Teks Kutipan -
Dari
kedelepan anaknya, entah mengapa Wak Amin menaruh perhatian yang besar pada sepupuku
ini untuk meneruskan cita-cita keluarganya. Padahal, dari kedelapan anaknya,
boleh dikata ia yang paling ringkih. Ampegan, kalau kata orang Betawi. Ya, Wak
Amin berharap minimal ada satu orang anaknya yang menekuni agama, tidak melulu
belajar di sekolah umum, menjadi insinyur, dokter atau ekonom, seperti
anak-anak muda pada masa itu. Aku sendiri heran mengapa bukan kedua abangnya
yang lain, yang di-endorse Wak Amin
untuk belajar agama. I don’t know,
hanya Wak Amin dan Tuhan yang tahu. Dan pilihannya jatuh pada sepupuku ini.
Bila
Wak Amin main ke rumah dan ngobrol dengan ayahku, memang ia yang selalu
dibangga-banggakannya agar bisa menjadi kyai besar. Ia sangat diharap-harapkan menjadi
ulama penerus perjuangan ayahnya yang memang sangat cinta pada ulama dan habaib.
Selain Salamah, kakaknya yang perempuan, hanya ia anak lelaki yang di-pesantrenin.
Usia
kami terpaut satu tahun. Diantara sepupuku semasa kecil, aku relatif dekat dengannya.
Memang, ada beberapa sepupuku lainnya yang umurnya sebaya denganku. Herman dan
Dedy, misalnya, --keduanya anak Wak Munah, kakak Ibuku—namun mereka jarang main
denganku. Maklum, rumahnya jauh, nyebrang
jalan pula. Wajar, bila aku tak dekat dengan keduanya saat kecil.
Walhasil,
lantaran rumahku dan rumahnya tak terlalu jauh ketimbang rumah Herman dan
Deddy, aku dan dia sering main bareng. Bila musim liburan sekolah tiba, hampir saban
hari kami main bersama. Beragam permainan yang sedang nge-trend dan nge-hits
kami mainkan bersama. Main gambaran, perang-perangan, ataupun kelereng. Beranjak
usia, mainan kami pun meningkat, biasanya kami main catur, badminton dan tenis meja.
Kebetulan ada tenis meja yang ditempatkan di samping rumah Wak Amin, yang juga
berfungsi sebagai garasi mobil kijang bak terbukanya.
Kalau
hari biasa, aku ke rumahnya hanya di hari minggu. Maklum meski sekolah kami
sama, yakni di JIS (Ji Sami’un School), namun ia masuk sekolah di siang hari,
sedang aku paginya. Bisa dipastikan saban hari minggu dari pagi sampai menjelang
maghrib aku pasti berada disisinya. Di sekolah, boleh dibilang ia murid terpandai.

Data Tersedia -
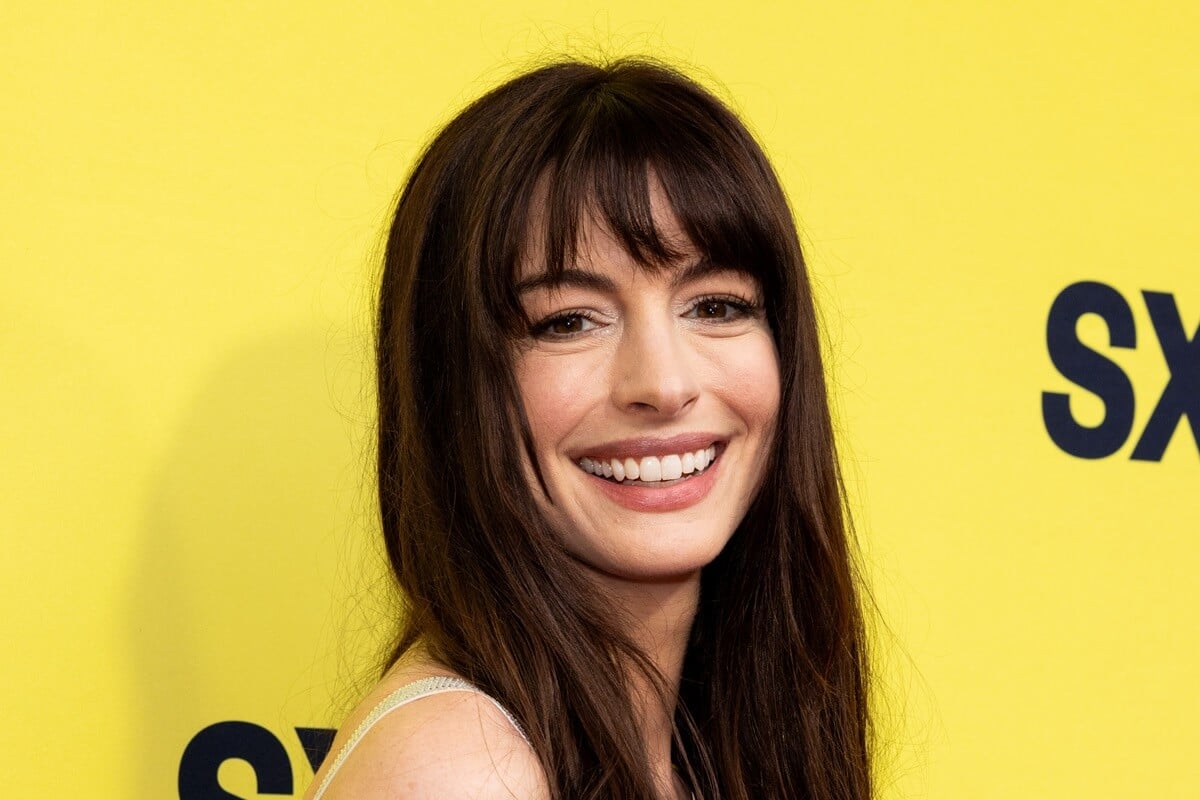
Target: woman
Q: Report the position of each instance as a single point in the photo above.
(606, 471)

Soal 1 -
Tulis kembali bagian kisah tentang sepupu ini antara "Memang, ada beberapa" dan "kijang bak terbukanya.", inklusif, dengan mengganti "tenis meja" menjadi "pingpong".
Soal 2 -
Ringkaslah kisah tentang sepupu ini dalam dua kalimat.

Pembahasan 1 -
Memang, ada beberapa sepupuku lainnya yang umurnya sebaya denganku. Herman dan
Dedy, misalnya, --keduanya anak Wak Munah, kakak Ibuku—namun mereka jarang main
denganku. Maklum, rumahnya jauh, nyebrang
jalan pula. Wajar, bila aku tak dekat dengan keduanya saat kecil.
Walhasil,
lantaran rumahku dan rumahnya tak terlalu jauh ketimbang rumah Herman dan
Deddy, aku dan dia sering main bareng. Bila musim liburan sekolah tiba, hampir saban
hari kami main bersama. Beragam permainan yang sedang nge-trend dan nge-hits
kami mainkan bersama. Main gambaran, perang-perangan, ataupun kelereng. Beranjak
usia, mainan kami pun meningkat, biasanya kami main catur, badminton dan pingpong.
Kebetulan ada pingpong yang ditempatkan di samping rumah Wak Amin, yang juga
berfungsi sebagai garasi mobil kijang bak terbukanya.

Pembahasan 2 -
Wak Amin sangat berharap sepupu penulis, yang paling ringkih di antara kedelapan anaknya, menekuni agama dan menjadi kyai besar penerus perjuangan ayahnya. Karena usia mereka hanya terpaut satu tahun dan rumah mereka tidak terlalu jauh, penulis dekat dengan sepupu itu dan sering bermain bersamanya, mulai dari kelereng hingga catur, badminton, dan tenis meja.